### What the task asks
The lines from the one containing "Where can you see the reeds" through the end of the entries are what to output; reproduce them exactly and add nothing.

[Saved entries]
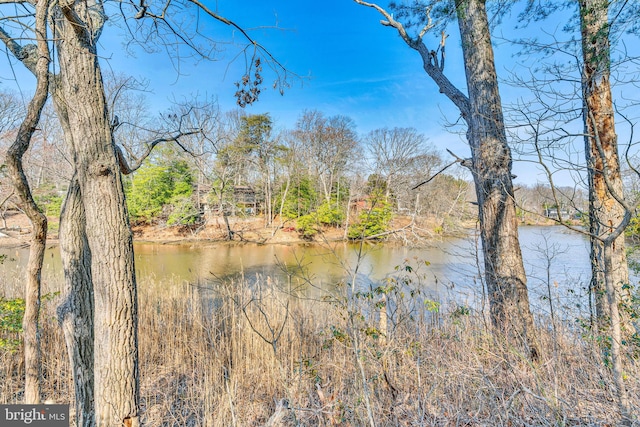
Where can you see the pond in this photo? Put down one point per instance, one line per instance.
(555, 259)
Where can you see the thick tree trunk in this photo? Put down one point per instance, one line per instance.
(38, 62)
(491, 168)
(490, 165)
(608, 211)
(601, 149)
(108, 233)
(75, 314)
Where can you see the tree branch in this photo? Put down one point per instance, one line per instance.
(429, 58)
(122, 161)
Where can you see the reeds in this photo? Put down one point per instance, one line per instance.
(256, 352)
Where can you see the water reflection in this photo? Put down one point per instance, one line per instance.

### Response to the task
Where can you see the reeds in this photo? Put down one point per instance, one line per instance.
(256, 352)
Where can you see the water reflection in this photo? Put down one point per instance, one line per instance.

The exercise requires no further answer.